Wherever the string "target" appears in the entries below, return the line that holds it.

_INPUT FOR THIS TASK_.
----------

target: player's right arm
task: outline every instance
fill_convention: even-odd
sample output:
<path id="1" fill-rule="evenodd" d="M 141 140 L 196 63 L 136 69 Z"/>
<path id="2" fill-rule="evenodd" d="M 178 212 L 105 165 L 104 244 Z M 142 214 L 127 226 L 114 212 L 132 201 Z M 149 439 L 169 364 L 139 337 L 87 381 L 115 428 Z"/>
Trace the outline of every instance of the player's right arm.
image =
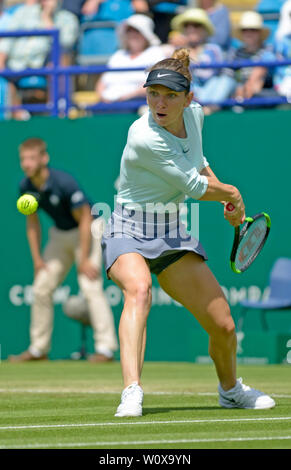
<path id="1" fill-rule="evenodd" d="M 46 268 L 46 264 L 42 259 L 40 251 L 41 226 L 37 213 L 26 217 L 26 235 L 34 266 L 34 275 L 36 276 L 40 269 Z"/>
<path id="2" fill-rule="evenodd" d="M 239 190 L 230 184 L 219 181 L 215 176 L 207 176 L 208 186 L 200 201 L 231 202 L 235 210 L 230 212 L 224 209 L 224 217 L 228 222 L 237 226 L 245 218 L 245 205 Z"/>

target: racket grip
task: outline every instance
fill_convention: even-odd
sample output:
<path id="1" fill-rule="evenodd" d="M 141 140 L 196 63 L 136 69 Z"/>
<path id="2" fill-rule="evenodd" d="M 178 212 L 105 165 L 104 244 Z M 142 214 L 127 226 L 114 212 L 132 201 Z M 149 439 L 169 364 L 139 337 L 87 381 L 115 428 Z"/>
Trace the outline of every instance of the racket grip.
<path id="1" fill-rule="evenodd" d="M 228 212 L 232 212 L 232 211 L 234 211 L 234 209 L 235 209 L 234 205 L 233 205 L 231 202 L 228 202 L 228 203 L 226 204 L 225 208 L 226 208 L 226 210 L 227 210 Z"/>

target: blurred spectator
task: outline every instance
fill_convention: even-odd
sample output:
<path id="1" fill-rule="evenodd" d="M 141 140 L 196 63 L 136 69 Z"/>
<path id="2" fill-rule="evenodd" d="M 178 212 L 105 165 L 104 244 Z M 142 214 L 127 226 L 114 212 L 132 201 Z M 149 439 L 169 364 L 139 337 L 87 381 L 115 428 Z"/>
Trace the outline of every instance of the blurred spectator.
<path id="1" fill-rule="evenodd" d="M 280 21 L 276 32 L 275 51 L 280 60 L 291 59 L 291 0 L 285 2 L 280 11 Z M 277 67 L 274 74 L 274 87 L 283 96 L 291 97 L 291 66 Z"/>
<path id="2" fill-rule="evenodd" d="M 214 27 L 207 13 L 201 8 L 190 8 L 172 21 L 174 30 L 183 33 L 186 47 L 190 50 L 192 64 L 209 64 L 223 61 L 222 49 L 217 44 L 208 43 Z M 193 71 L 192 90 L 194 97 L 201 102 L 216 101 L 215 93 L 220 69 L 196 68 Z"/>
<path id="3" fill-rule="evenodd" d="M 97 13 L 103 1 L 106 0 L 63 0 L 62 8 L 81 18 L 82 15 L 92 16 Z"/>
<path id="4" fill-rule="evenodd" d="M 145 15 L 132 15 L 120 24 L 118 34 L 122 49 L 108 62 L 110 68 L 147 68 L 165 59 L 154 23 Z M 106 72 L 99 79 L 96 92 L 103 102 L 124 101 L 145 96 L 145 71 Z"/>
<path id="5" fill-rule="evenodd" d="M 233 35 L 242 42 L 242 45 L 238 49 L 230 50 L 228 62 L 276 60 L 270 46 L 264 45 L 264 41 L 269 36 L 269 30 L 264 27 L 259 13 L 245 12 Z M 275 95 L 272 75 L 268 68 L 262 66 L 227 69 L 219 82 L 217 95 L 221 101 L 232 95 L 239 100 L 254 96 Z"/>
<path id="6" fill-rule="evenodd" d="M 35 5 L 37 2 L 38 0 L 4 0 L 4 5 L 9 10 L 9 13 L 13 13 L 20 6 Z"/>
<path id="7" fill-rule="evenodd" d="M 289 34 L 291 34 L 291 0 L 287 0 L 282 5 L 275 38 L 276 40 L 280 40 L 284 36 L 288 36 Z"/>
<path id="8" fill-rule="evenodd" d="M 4 1 L 0 0 L 0 31 L 8 28 L 11 16 L 4 10 Z"/>
<path id="9" fill-rule="evenodd" d="M 58 0 L 39 0 L 36 5 L 19 7 L 11 18 L 10 30 L 51 29 L 60 30 L 62 63 L 65 65 L 78 38 L 79 25 L 72 13 L 58 8 Z M 7 38 L 0 42 L 0 70 L 5 67 L 19 71 L 39 68 L 49 61 L 51 38 L 46 36 Z M 21 104 L 17 92 L 19 77 L 10 77 L 11 104 Z M 16 111 L 14 118 L 24 119 L 23 111 Z"/>
<path id="10" fill-rule="evenodd" d="M 4 2 L 0 0 L 0 32 L 4 32 L 9 27 L 11 15 L 4 11 Z M 0 77 L 0 106 L 9 104 L 8 82 L 6 78 Z M 0 120 L 5 119 L 7 113 L 0 111 Z"/>
<path id="11" fill-rule="evenodd" d="M 208 38 L 208 41 L 227 50 L 231 43 L 231 21 L 228 8 L 218 0 L 198 0 L 197 6 L 207 12 L 214 26 L 214 34 Z"/>
<path id="12" fill-rule="evenodd" d="M 166 57 L 171 57 L 176 49 L 187 47 L 187 39 L 180 31 L 170 31 L 168 41 L 162 44 Z"/>
<path id="13" fill-rule="evenodd" d="M 277 59 L 291 60 L 291 32 L 275 43 Z M 274 88 L 279 93 L 291 98 L 291 65 L 276 67 Z"/>
<path id="14" fill-rule="evenodd" d="M 70 0 L 67 2 L 68 9 L 72 8 L 71 3 Z M 81 8 L 79 7 L 81 23 L 93 21 L 120 23 L 135 13 L 132 3 L 132 0 L 87 0 L 83 2 Z"/>
<path id="15" fill-rule="evenodd" d="M 148 14 L 153 18 L 154 32 L 162 43 L 168 41 L 171 31 L 171 21 L 176 16 L 180 8 L 187 5 L 187 0 L 133 0 L 133 8 L 136 13 Z"/>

----------

_SOLUTION FOR THIS PROBLEM_.
target: player's right arm
target: racket grip
target: blurred spectator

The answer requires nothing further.